- **Stated task A**
Please answer these questions about the passage on the moving and adjusting units below, marking each answer (i), (ii) or (iii):
(i) What is the slider block 24 connected to?
(ii) Between which two surfaces is the interval D measured?
(iii) What does the adjusting unit 30 lift or lower to adjust the interval D?
- **Stated task B**
Carry on writing the passage on the moving and adjusting units below, picking up after its final sentence.

The moving unit 20 is configured to include a lifting frame 21, a motor 22, a ball screw mechanism 23 (23a and 23b), and a slider block 24. The slider block 24 is connected to the lower side support board 16, and is moved from side to side relative to the base 12 together with the lower side support board 16.

The adjusting unit 30 adjusts the interval D between the support surface 14a of the upper side support board 14 and the support surface 16a of the lower side support board 16 which are parallel to each other. To adjust the interval D, the adjusting unit 30 lifts or lowers the lower side support board 16 relative to the base 12.

- **Raw records**
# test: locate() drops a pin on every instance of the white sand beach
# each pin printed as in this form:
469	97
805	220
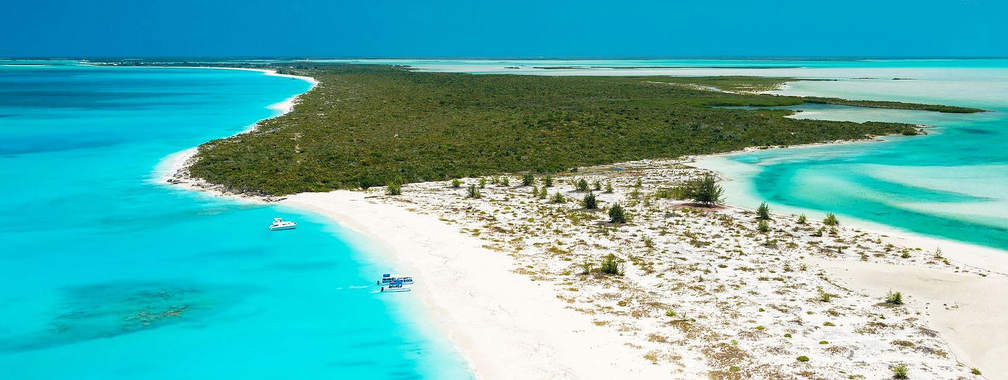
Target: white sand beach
704	292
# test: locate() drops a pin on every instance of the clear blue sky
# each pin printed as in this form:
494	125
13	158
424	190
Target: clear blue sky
504	28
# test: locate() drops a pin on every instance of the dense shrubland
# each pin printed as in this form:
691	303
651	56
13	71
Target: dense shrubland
369	125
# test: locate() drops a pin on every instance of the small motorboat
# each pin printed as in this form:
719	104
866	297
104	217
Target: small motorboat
395	286
389	278
280	225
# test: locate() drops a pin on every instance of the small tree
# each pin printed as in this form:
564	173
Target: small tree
705	191
474	193
527	179
394	187
616	215
899	371
763	212
610	265
557	199
894	297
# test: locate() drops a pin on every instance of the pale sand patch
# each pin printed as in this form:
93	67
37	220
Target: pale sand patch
506	326
966	309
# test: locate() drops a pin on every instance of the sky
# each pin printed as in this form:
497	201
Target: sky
456	28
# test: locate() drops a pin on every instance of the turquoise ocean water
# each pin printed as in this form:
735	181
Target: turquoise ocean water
106	274
952	184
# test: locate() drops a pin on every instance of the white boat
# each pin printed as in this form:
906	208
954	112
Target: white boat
395	286
280	225
388	278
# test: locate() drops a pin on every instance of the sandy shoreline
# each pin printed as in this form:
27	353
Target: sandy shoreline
505	326
516	310
505	317
171	169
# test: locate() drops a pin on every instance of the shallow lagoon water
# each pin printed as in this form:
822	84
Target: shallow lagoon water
951	184
105	273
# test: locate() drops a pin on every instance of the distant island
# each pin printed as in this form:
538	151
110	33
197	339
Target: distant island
373	125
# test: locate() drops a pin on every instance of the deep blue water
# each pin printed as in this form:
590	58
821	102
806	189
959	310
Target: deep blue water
106	274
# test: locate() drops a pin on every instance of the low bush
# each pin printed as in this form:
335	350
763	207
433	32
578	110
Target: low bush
474	193
590	202
616	215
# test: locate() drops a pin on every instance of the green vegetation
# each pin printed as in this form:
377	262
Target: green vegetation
894	298
704	191
899	371
616	215
527	179
474	193
365	125
590	202
610	265
763	212
557	199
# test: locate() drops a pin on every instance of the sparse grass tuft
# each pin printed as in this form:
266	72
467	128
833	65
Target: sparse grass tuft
474	193
763	212
616	215
894	298
899	371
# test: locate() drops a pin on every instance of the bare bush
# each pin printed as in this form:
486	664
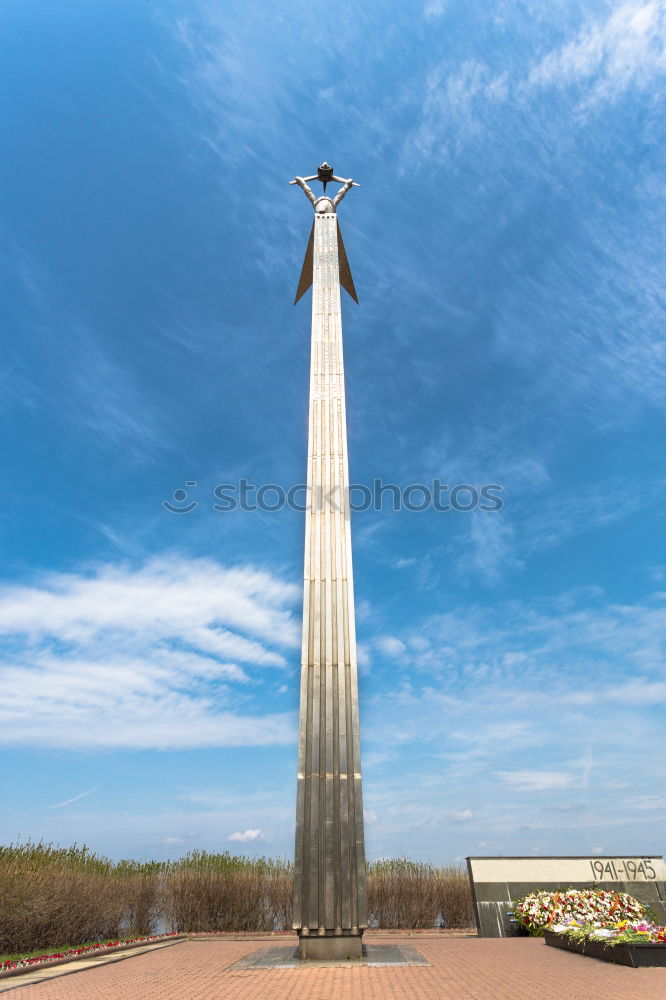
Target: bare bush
52	896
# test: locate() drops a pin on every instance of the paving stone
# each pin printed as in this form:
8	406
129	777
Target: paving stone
461	968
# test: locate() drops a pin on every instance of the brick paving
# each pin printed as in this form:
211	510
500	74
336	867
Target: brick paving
461	969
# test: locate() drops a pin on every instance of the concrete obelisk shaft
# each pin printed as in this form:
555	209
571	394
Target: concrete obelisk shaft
330	908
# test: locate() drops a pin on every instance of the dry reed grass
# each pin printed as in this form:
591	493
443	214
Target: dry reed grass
51	895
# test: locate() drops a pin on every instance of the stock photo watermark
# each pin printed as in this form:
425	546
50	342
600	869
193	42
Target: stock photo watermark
380	496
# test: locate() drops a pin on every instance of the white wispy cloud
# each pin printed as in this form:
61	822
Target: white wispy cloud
537	781
144	657
625	49
246	837
75	798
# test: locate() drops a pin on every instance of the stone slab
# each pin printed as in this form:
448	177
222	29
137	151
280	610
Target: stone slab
461	968
374	956
497	882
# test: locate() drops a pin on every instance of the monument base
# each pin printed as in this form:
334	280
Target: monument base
330	948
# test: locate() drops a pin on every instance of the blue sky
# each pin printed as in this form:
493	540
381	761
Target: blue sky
507	246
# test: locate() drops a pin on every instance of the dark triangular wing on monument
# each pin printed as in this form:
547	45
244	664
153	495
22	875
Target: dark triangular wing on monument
306	274
346	279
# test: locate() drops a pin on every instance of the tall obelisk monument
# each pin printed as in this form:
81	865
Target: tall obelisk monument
330	905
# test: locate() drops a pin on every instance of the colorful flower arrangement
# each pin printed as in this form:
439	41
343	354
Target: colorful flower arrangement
539	911
23	963
623	932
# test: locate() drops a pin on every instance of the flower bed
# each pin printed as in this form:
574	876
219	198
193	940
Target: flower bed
72	953
538	911
638	944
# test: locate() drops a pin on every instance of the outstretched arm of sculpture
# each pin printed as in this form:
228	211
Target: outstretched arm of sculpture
308	190
343	190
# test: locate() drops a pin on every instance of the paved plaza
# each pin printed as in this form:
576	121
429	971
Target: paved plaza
461	968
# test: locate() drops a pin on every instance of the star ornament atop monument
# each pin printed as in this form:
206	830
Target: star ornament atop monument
330	895
325	206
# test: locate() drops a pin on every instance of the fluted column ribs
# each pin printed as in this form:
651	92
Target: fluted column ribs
329	886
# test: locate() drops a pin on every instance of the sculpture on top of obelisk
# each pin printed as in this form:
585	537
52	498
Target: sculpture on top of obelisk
330	899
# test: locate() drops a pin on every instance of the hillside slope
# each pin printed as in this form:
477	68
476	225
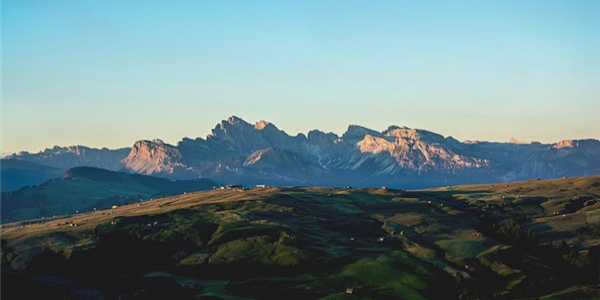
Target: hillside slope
84	189
500	241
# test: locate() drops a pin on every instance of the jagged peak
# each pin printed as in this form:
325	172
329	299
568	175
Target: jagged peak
260	125
357	133
518	142
234	120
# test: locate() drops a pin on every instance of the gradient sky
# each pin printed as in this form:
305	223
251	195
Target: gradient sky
108	73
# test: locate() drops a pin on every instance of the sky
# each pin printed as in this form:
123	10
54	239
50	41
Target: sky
108	73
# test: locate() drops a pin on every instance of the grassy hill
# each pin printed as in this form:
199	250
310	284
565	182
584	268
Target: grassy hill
85	189
503	241
15	174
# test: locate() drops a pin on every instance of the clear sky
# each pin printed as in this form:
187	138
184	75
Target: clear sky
108	73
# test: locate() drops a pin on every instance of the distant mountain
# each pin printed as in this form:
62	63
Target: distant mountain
86	188
237	151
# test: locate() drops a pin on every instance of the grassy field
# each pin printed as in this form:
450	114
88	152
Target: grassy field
501	241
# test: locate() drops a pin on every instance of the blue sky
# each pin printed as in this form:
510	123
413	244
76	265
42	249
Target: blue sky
108	73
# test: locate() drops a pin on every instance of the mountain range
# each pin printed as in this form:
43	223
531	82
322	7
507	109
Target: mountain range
239	152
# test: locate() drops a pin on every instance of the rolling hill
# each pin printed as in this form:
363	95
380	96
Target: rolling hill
530	239
85	189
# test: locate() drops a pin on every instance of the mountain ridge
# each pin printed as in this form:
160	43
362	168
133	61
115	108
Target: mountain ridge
396	156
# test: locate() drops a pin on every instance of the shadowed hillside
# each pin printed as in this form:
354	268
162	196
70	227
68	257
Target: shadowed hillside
502	241
86	189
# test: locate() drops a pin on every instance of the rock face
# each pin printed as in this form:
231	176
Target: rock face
238	152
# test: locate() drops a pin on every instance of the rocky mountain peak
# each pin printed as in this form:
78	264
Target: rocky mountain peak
356	133
260	125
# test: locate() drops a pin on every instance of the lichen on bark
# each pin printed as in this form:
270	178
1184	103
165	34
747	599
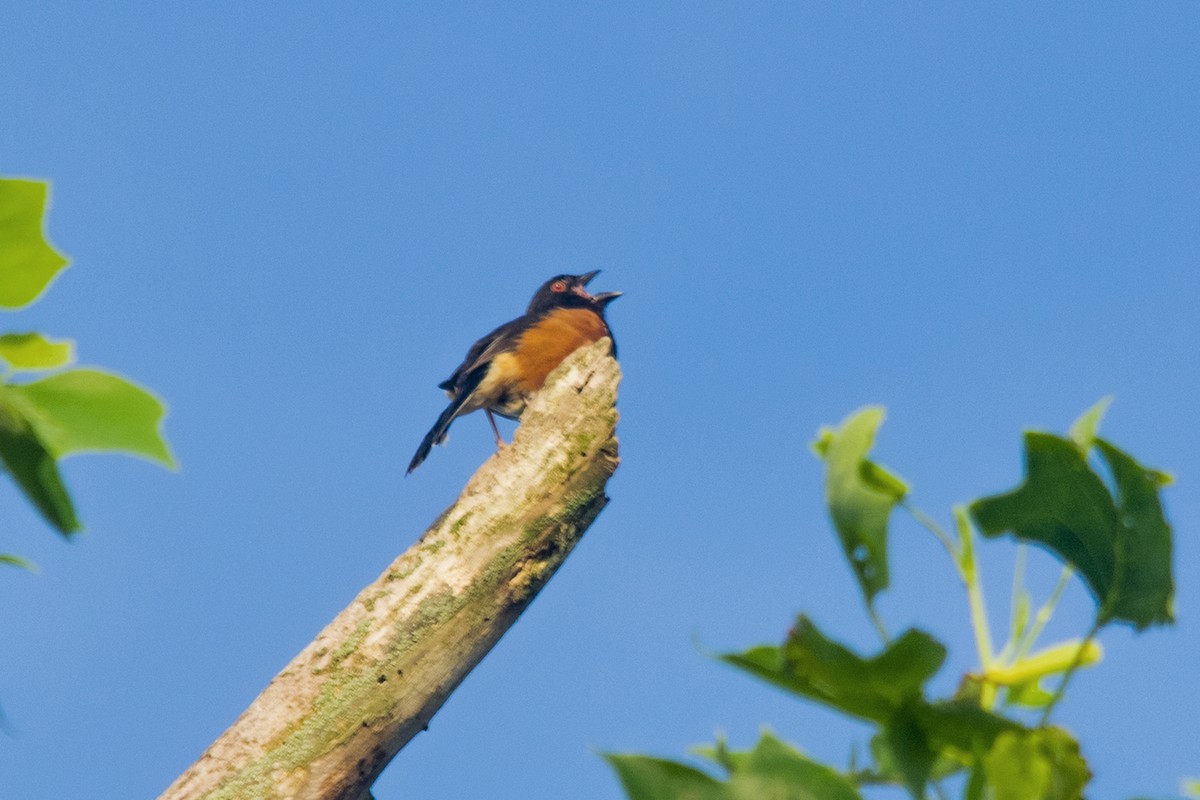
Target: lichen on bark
329	723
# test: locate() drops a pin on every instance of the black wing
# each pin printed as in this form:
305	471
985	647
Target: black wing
485	349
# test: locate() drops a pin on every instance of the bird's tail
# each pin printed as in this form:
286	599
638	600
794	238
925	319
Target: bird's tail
437	434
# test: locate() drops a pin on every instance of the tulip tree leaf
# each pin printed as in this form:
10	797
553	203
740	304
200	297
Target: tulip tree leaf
33	467
1121	546
28	263
772	770
31	352
88	410
861	495
816	667
1145	590
17	561
1041	764
658	779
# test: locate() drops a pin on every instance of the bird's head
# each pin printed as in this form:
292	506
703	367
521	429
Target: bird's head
570	292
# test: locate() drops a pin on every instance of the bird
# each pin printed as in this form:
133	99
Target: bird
503	370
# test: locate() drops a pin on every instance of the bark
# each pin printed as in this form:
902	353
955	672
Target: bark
327	726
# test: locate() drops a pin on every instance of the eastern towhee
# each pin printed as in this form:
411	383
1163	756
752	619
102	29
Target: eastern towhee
505	367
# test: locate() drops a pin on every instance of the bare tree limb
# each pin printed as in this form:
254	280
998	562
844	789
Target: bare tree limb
328	725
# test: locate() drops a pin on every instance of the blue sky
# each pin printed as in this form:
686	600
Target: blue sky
291	220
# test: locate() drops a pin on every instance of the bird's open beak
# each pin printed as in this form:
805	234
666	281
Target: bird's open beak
605	298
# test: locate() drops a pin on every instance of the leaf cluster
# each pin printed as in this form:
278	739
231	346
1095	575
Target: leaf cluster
1084	500
48	408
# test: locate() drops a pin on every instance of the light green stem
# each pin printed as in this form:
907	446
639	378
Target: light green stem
970	571
1043	615
1071	671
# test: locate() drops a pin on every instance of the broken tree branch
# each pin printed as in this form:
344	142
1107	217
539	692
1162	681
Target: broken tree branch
329	723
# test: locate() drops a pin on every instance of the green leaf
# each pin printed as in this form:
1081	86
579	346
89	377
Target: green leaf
28	263
774	770
1083	431
888	758
1145	590
909	751
31	352
88	410
1041	764
819	668
861	495
33	467
1121	547
17	561
657	779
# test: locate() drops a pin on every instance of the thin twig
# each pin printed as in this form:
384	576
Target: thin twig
1071	671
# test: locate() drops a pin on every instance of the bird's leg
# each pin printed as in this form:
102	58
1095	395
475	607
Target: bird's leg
499	439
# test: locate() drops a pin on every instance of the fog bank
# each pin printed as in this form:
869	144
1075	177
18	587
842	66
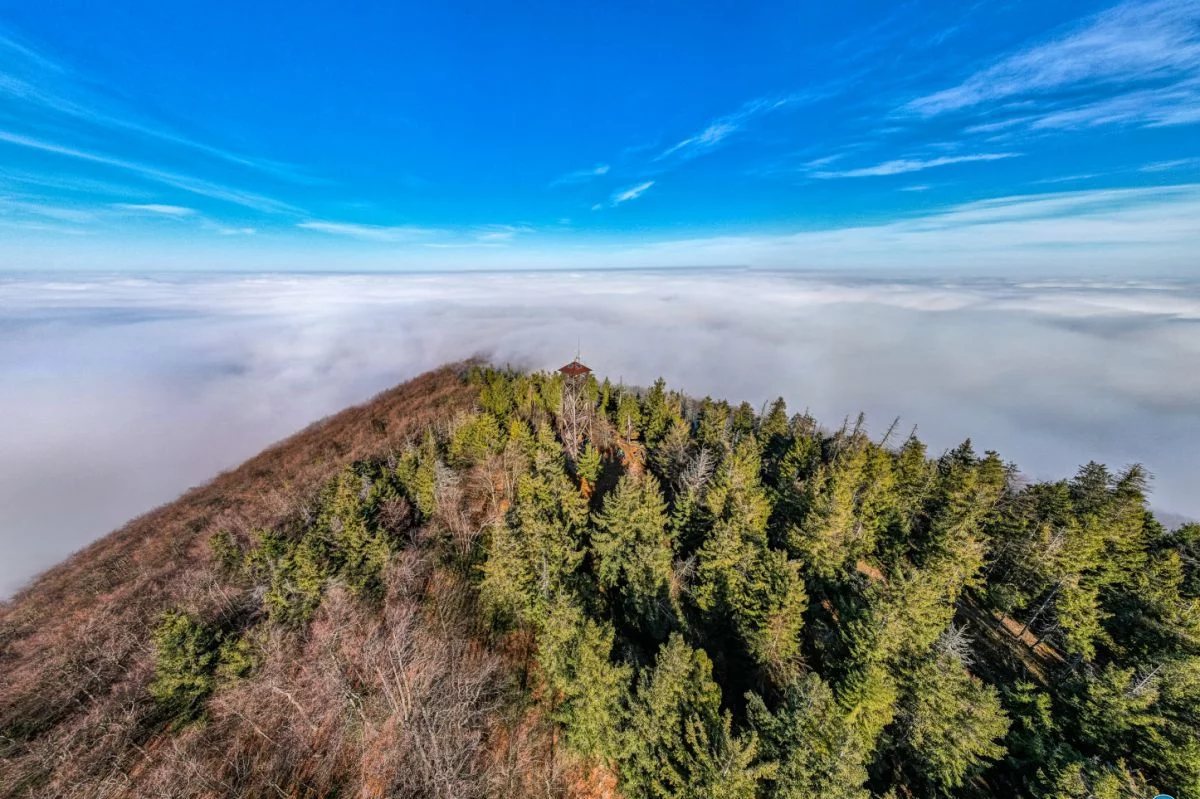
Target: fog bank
118	394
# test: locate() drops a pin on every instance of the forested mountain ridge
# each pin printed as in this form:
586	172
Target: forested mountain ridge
451	592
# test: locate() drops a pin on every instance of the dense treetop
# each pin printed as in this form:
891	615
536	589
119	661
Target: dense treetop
711	601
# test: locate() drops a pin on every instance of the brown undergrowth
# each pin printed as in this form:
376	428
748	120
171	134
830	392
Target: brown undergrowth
399	698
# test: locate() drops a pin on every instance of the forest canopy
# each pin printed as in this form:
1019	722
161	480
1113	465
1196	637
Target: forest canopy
707	600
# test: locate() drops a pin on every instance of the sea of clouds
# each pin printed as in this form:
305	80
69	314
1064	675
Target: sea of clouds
117	394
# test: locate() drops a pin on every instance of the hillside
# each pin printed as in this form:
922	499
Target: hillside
474	586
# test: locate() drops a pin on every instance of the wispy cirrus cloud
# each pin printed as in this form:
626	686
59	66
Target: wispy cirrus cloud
501	233
1138	62
723	127
1169	166
581	175
42	89
904	166
624	196
160	209
369	232
187	184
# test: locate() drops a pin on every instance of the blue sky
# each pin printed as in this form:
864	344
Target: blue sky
408	136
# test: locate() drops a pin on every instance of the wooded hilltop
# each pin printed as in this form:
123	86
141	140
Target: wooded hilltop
451	592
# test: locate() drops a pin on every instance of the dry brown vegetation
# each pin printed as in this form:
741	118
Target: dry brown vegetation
401	701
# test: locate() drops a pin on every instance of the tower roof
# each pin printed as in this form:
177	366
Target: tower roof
574	368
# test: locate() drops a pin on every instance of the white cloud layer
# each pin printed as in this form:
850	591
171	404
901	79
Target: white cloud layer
120	392
903	166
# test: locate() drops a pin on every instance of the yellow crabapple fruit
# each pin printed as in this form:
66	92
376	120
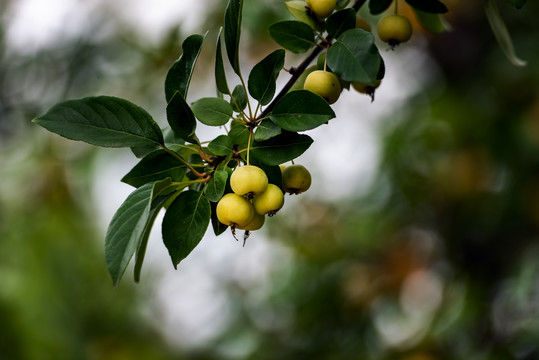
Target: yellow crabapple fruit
248	179
270	201
322	8
325	84
296	179
234	210
394	29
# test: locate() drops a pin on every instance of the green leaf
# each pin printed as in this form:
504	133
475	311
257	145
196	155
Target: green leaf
293	35
298	9
181	118
220	74
157	165
158	203
233	15
261	83
281	149
222	145
354	57
215	188
127	228
103	121
301	110
431	6
266	130
179	75
434	23
240	97
212	111
185	223
518	3
341	21
500	32
378	6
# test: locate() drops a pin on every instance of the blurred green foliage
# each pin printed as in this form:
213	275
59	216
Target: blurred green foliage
438	260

- **Answer A**
(i) The lower side support board 16.
(ii) The support surface 14a of the upper side support board 14 and the support surface 16a of the lower side support board 16.
(iii) The lower side support board 16, relative to the base 12.

- **Answer B**
The supporting unit 50 is fixed to the base 12, and supports the upper side support board 14 in a rotatable manner via a hinge (connecting portion) 52. Specifically, the upper side support board 14 is rotatably disposed between a test position (the position illustrated in FIG. 4) where the support surface 14a of the upper side support board 14 is parallel with the support surface 16a of the lower side support board 16, and a set position (the position illustrated in FIG. 3) where the support surface 14a of the upper side support board 14 is oblique to the support surface 16a of the lower side support board 16. During the upper side support board 14 is rotated to the set position from the test position, the curvature radius of the bent portion of test piece 2 supported by the upper side support board 14 and the lower side support board 16 is gradually increased. Note that, the supporting unit 50 also functions as a guide for vertically guiding the lifting frame 21.

The placement portion 60 is fixed to the base 12, and the upper side support board 14 disposed on the upper side of the lower side support board 16 is placed on the placement portion 60. The upper side support board 14 is placed on the upper end surface of the placement portion 60 when being in the test position (the position in FIG. 4).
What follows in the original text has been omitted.